### WHAT YOU ARE ASKED TO DO
Turn the rows below into a Markdown table with the columns Line No. and Text, one table row for each row, and skip any blank lines.

### SUPPLIED DATA
* BEGIN *

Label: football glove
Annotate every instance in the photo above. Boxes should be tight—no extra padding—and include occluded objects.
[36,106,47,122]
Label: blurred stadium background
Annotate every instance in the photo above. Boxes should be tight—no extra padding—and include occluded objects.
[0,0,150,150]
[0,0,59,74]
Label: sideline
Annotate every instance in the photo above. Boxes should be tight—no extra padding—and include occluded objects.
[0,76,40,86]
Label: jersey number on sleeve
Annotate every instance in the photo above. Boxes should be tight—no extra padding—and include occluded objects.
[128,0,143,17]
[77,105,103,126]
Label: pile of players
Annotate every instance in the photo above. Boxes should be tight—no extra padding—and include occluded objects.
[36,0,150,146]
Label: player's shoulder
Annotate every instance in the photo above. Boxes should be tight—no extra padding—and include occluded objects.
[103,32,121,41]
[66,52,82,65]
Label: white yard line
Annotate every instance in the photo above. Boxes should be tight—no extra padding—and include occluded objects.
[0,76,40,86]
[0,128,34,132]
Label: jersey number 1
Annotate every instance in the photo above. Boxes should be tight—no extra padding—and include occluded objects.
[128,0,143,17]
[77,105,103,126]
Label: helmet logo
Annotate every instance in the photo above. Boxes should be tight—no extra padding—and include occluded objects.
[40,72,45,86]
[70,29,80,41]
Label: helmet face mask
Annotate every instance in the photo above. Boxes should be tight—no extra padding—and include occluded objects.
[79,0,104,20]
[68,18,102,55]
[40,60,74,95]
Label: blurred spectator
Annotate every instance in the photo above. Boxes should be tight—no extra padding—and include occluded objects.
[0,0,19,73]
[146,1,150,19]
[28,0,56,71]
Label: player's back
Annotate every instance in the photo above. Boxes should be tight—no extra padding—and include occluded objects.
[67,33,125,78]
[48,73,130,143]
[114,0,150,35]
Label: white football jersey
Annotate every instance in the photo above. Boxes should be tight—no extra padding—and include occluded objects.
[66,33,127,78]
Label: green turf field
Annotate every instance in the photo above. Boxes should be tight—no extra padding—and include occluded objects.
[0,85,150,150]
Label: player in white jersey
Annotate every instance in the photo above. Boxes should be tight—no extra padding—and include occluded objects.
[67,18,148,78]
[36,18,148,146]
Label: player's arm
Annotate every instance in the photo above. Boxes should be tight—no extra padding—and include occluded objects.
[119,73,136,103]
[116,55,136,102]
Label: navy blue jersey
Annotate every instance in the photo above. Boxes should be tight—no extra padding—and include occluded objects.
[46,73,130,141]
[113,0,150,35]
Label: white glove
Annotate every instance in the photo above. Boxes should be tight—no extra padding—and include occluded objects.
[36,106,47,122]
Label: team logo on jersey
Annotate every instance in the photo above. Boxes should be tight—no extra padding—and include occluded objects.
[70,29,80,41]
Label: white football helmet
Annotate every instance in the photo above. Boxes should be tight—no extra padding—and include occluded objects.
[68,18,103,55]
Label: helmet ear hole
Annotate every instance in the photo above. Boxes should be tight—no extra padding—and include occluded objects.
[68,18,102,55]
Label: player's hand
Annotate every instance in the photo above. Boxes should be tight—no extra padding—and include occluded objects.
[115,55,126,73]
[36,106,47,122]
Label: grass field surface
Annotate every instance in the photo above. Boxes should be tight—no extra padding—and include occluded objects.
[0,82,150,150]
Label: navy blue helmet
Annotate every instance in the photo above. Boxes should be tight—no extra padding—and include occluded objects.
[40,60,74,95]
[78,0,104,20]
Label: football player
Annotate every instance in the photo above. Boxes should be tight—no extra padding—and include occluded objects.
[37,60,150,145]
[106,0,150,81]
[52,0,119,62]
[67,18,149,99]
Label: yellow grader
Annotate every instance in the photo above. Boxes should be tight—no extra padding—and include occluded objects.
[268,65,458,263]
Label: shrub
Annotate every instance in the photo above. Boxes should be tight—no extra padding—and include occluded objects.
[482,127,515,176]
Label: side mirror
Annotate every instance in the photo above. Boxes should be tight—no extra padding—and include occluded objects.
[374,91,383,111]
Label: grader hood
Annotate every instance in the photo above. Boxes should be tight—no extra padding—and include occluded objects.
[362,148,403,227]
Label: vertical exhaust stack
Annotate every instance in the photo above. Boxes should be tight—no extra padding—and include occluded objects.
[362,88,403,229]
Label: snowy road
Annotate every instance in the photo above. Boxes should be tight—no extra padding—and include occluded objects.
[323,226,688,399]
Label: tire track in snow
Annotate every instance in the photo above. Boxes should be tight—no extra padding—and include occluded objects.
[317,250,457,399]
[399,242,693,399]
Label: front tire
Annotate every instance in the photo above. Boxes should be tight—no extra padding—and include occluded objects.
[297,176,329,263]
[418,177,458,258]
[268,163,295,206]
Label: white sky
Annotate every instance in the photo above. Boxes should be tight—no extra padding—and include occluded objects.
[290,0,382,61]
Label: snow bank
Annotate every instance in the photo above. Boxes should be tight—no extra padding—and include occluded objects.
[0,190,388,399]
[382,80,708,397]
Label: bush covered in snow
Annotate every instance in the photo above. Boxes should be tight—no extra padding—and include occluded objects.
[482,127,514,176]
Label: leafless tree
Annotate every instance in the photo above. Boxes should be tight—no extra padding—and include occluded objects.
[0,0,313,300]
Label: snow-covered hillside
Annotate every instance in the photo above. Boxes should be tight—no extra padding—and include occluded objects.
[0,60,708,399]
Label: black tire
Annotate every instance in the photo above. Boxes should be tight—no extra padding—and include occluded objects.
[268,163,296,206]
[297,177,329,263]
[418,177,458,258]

* END *

### RESULT OF THIS EXERCISE
| Line No. | Text |
|---|---|
| 1 | Label: football glove |
| 2 | Annotate every instance in the photo above. Boxes should be tight—no extra padding—and include occluded objects. |
| 3 | [36,106,47,122] |
| 4 | Label: blurred stadium background |
| 5 | Annotate every instance in the photo above. Boxes should be tight—no extra padding—and include occluded objects. |
| 6 | [0,0,150,150] |
| 7 | [0,0,59,74] |
| 8 | Label: sideline |
| 9 | Annotate every instance in the photo above. Boxes should be tight—no extra padding—and include occluded objects. |
| 10 | [0,76,40,86] |
| 11 | Label: jersey number on sleeve |
| 12 | Annotate every instance in the photo above. Boxes should be tight—no extra padding—and include occluded objects. |
| 13 | [128,0,143,17] |
| 14 | [77,105,103,126] |
| 15 | Label: pile of players |
| 16 | Annotate every instance in the photo above. Boxes should be tight—no extra padding—and include occluded objects. |
| 17 | [36,0,150,146] |
| 18 | Label: player's shoulder |
| 19 | Annotate every instance in the photo above. Boxes should be tight—no extra padding—and include occluded objects. |
| 20 | [103,32,121,41] |
| 21 | [66,52,82,65] |
| 22 | Label: white yard line |
| 23 | Annotate every instance in the photo above. Boxes should be tight—no extra padding—and include occluded objects. |
| 24 | [0,76,40,86] |
| 25 | [0,128,34,132] |
| 26 | Label: jersey number 1 |
| 27 | Annotate every instance in the photo above. Boxes should be tight—no extra padding—and include occluded objects. |
| 28 | [128,0,143,17] |
| 29 | [77,105,103,126] |
| 30 | Label: helmet logo |
| 31 | Annotate every instance in the photo above. Boxes should be tight—no extra padding—and include occluded objects. |
| 32 | [40,72,45,86] |
| 33 | [70,29,80,41] |
| 34 | Label: helmet face mask |
| 35 | Annotate every instance in the photo above. Boxes should be tight—no extra padding—and include occluded objects. |
| 36 | [79,0,104,20] |
| 37 | [68,18,102,55] |
| 38 | [40,60,74,95] |
| 39 | Label: blurred spectator |
| 40 | Annotate every instance in the photo above. Boxes should be tight—no extra padding—and include occluded objects. |
| 41 | [0,0,19,73] |
| 42 | [146,1,150,19] |
| 43 | [28,0,56,71] |
| 44 | Label: player's back |
| 45 | Annotate every instance in the photo above. Boxes should be tight—no extra padding—and include occluded objects. |
| 46 | [67,33,125,78] |
| 47 | [48,73,130,143] |
| 48 | [114,0,150,35] |
| 49 | Label: white football jersey |
| 50 | Annotate every instance in the photo above. Boxes should be tight—no extra padding—and include occluded objects. |
| 51 | [66,33,127,78] |
| 52 | Label: green turf field |
| 53 | Annotate every instance in the photo above. Boxes should be tight—no extra padding—and include occluded objects. |
| 54 | [0,85,150,150] |
| 55 | Label: player in white jersey |
| 56 | Annotate every instance in the photo above. Boxes should be tight—no extra padding—and include occluded objects. |
| 57 | [67,18,148,78] |
| 58 | [36,18,148,146] |
| 59 | Label: player's arm |
| 60 | Annotate every instance in the photo above. Boxes should be tight—no extra padding—and include occluded objects. |
| 61 | [119,73,136,103] |
| 62 | [116,55,136,102] |
| 63 | Label: navy blue jersey |
| 64 | Annotate every instance in the photo above. Boxes should be tight—no extra padding—and include occluded objects. |
| 65 | [46,73,130,141] |
| 66 | [113,0,150,35] |
| 67 | Label: white glove |
| 68 | Annotate every instance in the photo above. Boxes should be tight—no extra padding—and include occluded objects. |
| 69 | [36,106,47,122] |
| 70 | Label: team logo on jersey |
| 71 | Annotate every instance in the photo above. Boxes should be tight—no extra padding—and include occluded objects. |
| 72 | [70,29,80,41] |
| 73 | Label: white football helmet |
| 74 | Annotate every instance in the photo above. Boxes should be tight—no extra padding—and include occluded objects. |
| 75 | [68,18,103,55] |
| 76 | Label: helmet ear hole |
| 77 | Annotate every instance in the photo above. Boxes should be tight—no extra padding—and include occluded objects. |
| 78 | [68,18,102,55] |
| 79 | Label: player's hand |
| 80 | Annotate every instance in the photo above. Boxes should be tight—no extra padding—and include occluded objects. |
| 81 | [115,55,126,73] |
| 82 | [36,106,47,122] |
| 83 | Label: grass field surface |
| 84 | Annotate every instance in the photo above. Boxes should be tight—no extra padding—and include occluded objects. |
| 85 | [0,82,150,150] |
| 86 | Label: navy blue helmet |
| 87 | Annotate every instance in the photo above. Boxes should be tight—no extra padding—and include occluded objects. |
| 88 | [40,60,74,95] |
| 89 | [78,0,104,20] |
| 90 | Label: football player |
| 91 | Annotate every instance in the photo above. Boxes should be tight—no extra padding—and include occluded objects. |
| 92 | [37,60,150,145] |
| 93 | [106,0,150,81] |
| 94 | [52,0,119,62] |
| 95 | [67,18,149,99] |
| 96 | Label: yellow grader |
| 97 | Annotate every instance in the photo above. Boxes should be tight—no extra padding—and include occluded objects. |
| 98 | [268,65,458,263] |
| 99 | Label: shrub |
| 100 | Annotate every instance in the photo above. Boxes should be tight—no extra padding—and include occluded objects. |
| 101 | [482,127,515,176] |
| 102 | Label: side mirror |
| 103 | Annotate every instance in the photo above. Boxes should be tight—no extra padding—and include occluded objects. |
| 104 | [374,91,383,111] |
| 105 | Label: grader hood |
| 106 | Annotate every instance in the photo above. Boxes should be tight—no extra padding—and include occluded objects. |
| 107 | [362,148,403,227] |
| 108 | Label: vertical exhaust stack |
| 109 | Annotate every instance in the photo above. Boxes should be tight—no extra padding—and include occluded objects. |
| 110 | [362,88,403,229] |
| 111 | Label: snowy road |
| 112 | Annotate every instance in the photo above. Boxes should be tight—no extra padding—and include occluded objects. |
| 113 | [323,226,688,399] |
| 114 | Label: tire track in snow |
| 115 | Annotate every instance in the photo above. Boxes should be tight—no extra padding—and include occluded objects. |
| 116 | [317,250,457,399] |
| 117 | [399,242,693,399] |
| 118 | Label: front tire |
| 119 | Annotate every instance in the photo above. Boxes should be tight—no extra padding—and include occluded objects. |
| 120 | [297,176,329,263] |
| 121 | [418,177,458,258] |
| 122 | [268,163,295,206] |
| 123 | Label: white sky |
| 124 | Annotate every instance in the photo above. Boxes should be tight—no extra padding—and include occluded objects. |
| 125 | [290,0,382,61] |
| 126 | Label: snow bank |
| 127 | Annotate every instance in the photo above. Boxes should be tight—no extra padding—and include occluded objects. |
| 128 | [0,190,388,399] |
| 129 | [382,80,708,397] |
| 130 | Label: bush covered in snow |
| 131 | Annotate every instance in the photo above. Boxes should be tight—no extra padding—and include occluded objects. |
| 132 | [482,127,514,176] |
| 133 | Label: leafless tree |
| 134 | Annotate every instance in the photo above. Boxes should be tight—no extra padding—and include occluded objects. |
| 135 | [0,0,313,300] |
| 136 | Label: snow-covered hillside |
| 137 | Annotate every instance in the photo above. Boxes should be tight—no extra padding—and include occluded objects. |
| 138 | [0,60,708,399] |
| 139 | Label: black tire |
| 140 | Annotate every instance in the photo above. Boxes should be tight—no extra padding—and include occluded objects. |
| 141 | [268,163,296,206] |
| 142 | [297,177,329,263] |
| 143 | [418,177,458,258] |